**Task goal:**
Word for word, restate the records that follow.

+++ Data shown +++

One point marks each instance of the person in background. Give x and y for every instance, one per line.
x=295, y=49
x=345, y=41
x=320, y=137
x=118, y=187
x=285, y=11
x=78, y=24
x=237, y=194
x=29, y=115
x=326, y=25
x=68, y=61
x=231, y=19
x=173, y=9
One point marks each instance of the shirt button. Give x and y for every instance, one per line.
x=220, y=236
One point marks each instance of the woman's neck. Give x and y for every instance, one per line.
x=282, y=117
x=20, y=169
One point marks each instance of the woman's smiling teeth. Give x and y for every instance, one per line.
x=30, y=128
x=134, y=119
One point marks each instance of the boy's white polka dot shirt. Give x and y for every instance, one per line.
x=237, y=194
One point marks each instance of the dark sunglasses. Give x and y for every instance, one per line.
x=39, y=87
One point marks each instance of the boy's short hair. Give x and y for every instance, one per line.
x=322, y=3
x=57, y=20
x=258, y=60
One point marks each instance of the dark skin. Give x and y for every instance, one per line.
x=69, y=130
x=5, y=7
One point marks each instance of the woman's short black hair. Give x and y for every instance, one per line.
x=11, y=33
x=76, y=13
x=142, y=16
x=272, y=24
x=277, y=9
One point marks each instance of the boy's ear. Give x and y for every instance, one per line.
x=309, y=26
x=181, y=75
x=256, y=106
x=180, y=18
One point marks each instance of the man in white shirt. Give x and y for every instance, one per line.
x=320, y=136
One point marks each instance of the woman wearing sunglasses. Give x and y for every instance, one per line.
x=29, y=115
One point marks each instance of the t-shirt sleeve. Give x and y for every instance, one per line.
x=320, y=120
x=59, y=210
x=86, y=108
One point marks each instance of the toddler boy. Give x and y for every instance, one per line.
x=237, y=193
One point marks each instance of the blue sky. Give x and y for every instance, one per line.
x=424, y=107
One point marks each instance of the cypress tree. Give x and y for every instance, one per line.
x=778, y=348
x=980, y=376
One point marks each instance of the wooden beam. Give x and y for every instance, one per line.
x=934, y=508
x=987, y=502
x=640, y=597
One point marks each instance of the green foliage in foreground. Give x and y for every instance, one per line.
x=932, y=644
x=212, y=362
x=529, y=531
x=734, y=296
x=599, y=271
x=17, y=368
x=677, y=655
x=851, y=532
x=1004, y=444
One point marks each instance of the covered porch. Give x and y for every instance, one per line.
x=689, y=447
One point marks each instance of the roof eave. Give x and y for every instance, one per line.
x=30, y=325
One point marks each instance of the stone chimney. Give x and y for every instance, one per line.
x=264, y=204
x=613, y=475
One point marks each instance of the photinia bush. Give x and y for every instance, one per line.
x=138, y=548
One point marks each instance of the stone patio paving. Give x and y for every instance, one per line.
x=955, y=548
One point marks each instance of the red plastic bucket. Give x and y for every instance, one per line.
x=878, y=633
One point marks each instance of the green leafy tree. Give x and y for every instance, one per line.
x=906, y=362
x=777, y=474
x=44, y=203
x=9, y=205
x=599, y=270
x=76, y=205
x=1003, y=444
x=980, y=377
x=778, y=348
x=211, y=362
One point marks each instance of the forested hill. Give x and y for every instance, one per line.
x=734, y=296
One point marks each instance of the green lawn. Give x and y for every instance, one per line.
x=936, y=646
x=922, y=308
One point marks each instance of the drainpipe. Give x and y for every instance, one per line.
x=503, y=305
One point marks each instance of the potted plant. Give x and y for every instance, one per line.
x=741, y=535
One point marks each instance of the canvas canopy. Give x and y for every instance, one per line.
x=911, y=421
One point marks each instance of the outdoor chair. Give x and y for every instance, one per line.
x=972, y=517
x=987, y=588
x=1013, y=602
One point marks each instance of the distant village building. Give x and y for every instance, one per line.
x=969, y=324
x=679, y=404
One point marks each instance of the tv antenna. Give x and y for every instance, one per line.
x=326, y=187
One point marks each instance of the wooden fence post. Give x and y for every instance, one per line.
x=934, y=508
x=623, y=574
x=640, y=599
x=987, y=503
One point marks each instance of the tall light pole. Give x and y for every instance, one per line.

+++

**Answer to this problem:**
One point marks each instance of the person in background. Give x and y for every instance, one per line.
x=295, y=49
x=345, y=41
x=320, y=137
x=118, y=187
x=285, y=11
x=78, y=24
x=237, y=194
x=29, y=115
x=326, y=25
x=68, y=61
x=231, y=19
x=173, y=9
One point marks each instance of the shirt button. Give x and y for every instance, one per line.
x=220, y=236
One point marks each instance of the woman's neck. Give x and y for every instance, one per line.
x=282, y=117
x=20, y=169
One point marks each instance of the woman's smiling teeth. Give x and y for every instance, one per line.
x=30, y=128
x=134, y=119
One point marks each instance of the boy's white polka dot shirt. Give x and y for every instance, one per line.
x=237, y=194
One point marks each instance of the dark sunglasses. Give x and y for every instance, one per line.
x=39, y=87
One point marks each instance of the boy's short hair. Give x and y for every instance, one per line.
x=322, y=3
x=57, y=20
x=258, y=60
One point marks each instance of the dark skin. Give x and y for every instance, one per line.
x=69, y=130
x=5, y=7
One point marks each instance of the woman's short black hair. Give x and y for every instance, one per line.
x=11, y=33
x=76, y=13
x=142, y=16
x=272, y=24
x=277, y=9
One point marks each instance of the boy's ear. Give x and y for every instance, one per line.
x=309, y=26
x=181, y=75
x=256, y=106
x=180, y=18
One point marks each instance of the man in white shirt. Give x and y for every instance, one per line.
x=320, y=136
One point marks each instance of the woman wearing sunglasses. Give x and y for every instance, one per line.
x=29, y=115
One point marks each instance of the t-shirt sleeve. Give x and y for every instance, one per line.
x=320, y=120
x=59, y=210
x=86, y=108
One point marks each instance of the toddler boy. Give x and y for every instance, one per line.
x=237, y=193
One point marks each instance of the blue sky. Give x and y for every instance, one per line.
x=424, y=107
One point marks each instance of the cypress tree. Give x and y for every instance, one per line.
x=778, y=348
x=980, y=376
One point marks each instance of the wooden beam. Give x and y for every instance, one per line.
x=934, y=508
x=987, y=502
x=640, y=597
One point marks each instance of the green foliage in foreground. Give x and y for every instance, one per line.
x=932, y=644
x=212, y=362
x=529, y=531
x=734, y=296
x=599, y=271
x=17, y=368
x=677, y=655
x=851, y=532
x=1004, y=444
One point marks each instance of the covered porch. Give x and y for every instance, one per line.
x=689, y=447
One point marks each instance of the roof eave. Give x and y for every instance, one per line.
x=30, y=325
One point marks each instance of the stone chimney. Give x and y for every instance, one per line.
x=264, y=204
x=613, y=475
One point marks each instance of the photinia bush. Give x and y for every instance, one per line.
x=138, y=548
One point marks each instance of the stone patio paving. Give x and y for every instance, one per line.
x=955, y=548
One point marks each instance of the red plastic bucket. Give x and y for every instance, one per line.
x=878, y=633
One point marks each instance of the green leafy tree. Give x and y for every instance, one per line.
x=906, y=362
x=777, y=474
x=44, y=203
x=9, y=205
x=599, y=270
x=76, y=205
x=1003, y=444
x=980, y=377
x=778, y=348
x=211, y=362
One point marks each instance of the forested hill. Give x and y for every instance, one per line.
x=734, y=296
One point marks each instance of the green lawn. Give x and y for every instance, one per line.
x=936, y=646
x=922, y=308
One point marks each instance of the drainpipe. Give x and y for every instance, one per line.
x=503, y=305
One point marks each instance of the potted plant. Give x and y for every instance, one per line.
x=741, y=535
One point marks each instance of the canvas canopy. Give x and y for every instance, one per line.
x=911, y=421
One point marks each instance of the outdoor chair. Give x and y for every instance, one per line.
x=972, y=517
x=987, y=588
x=1013, y=602
One point marks each instance of the distant village building. Give x and y for every instance, one per line.
x=969, y=324
x=679, y=404
One point marks each instance of the tv antenna. Give x and y for every instance, one per line.
x=326, y=187
One point marks each instance of the wooden fence post. Give x and y for every instance, one per line.
x=934, y=508
x=623, y=574
x=640, y=599
x=987, y=503
One point marks each instance of the tall light pole. Give x and y for every instance, one per line.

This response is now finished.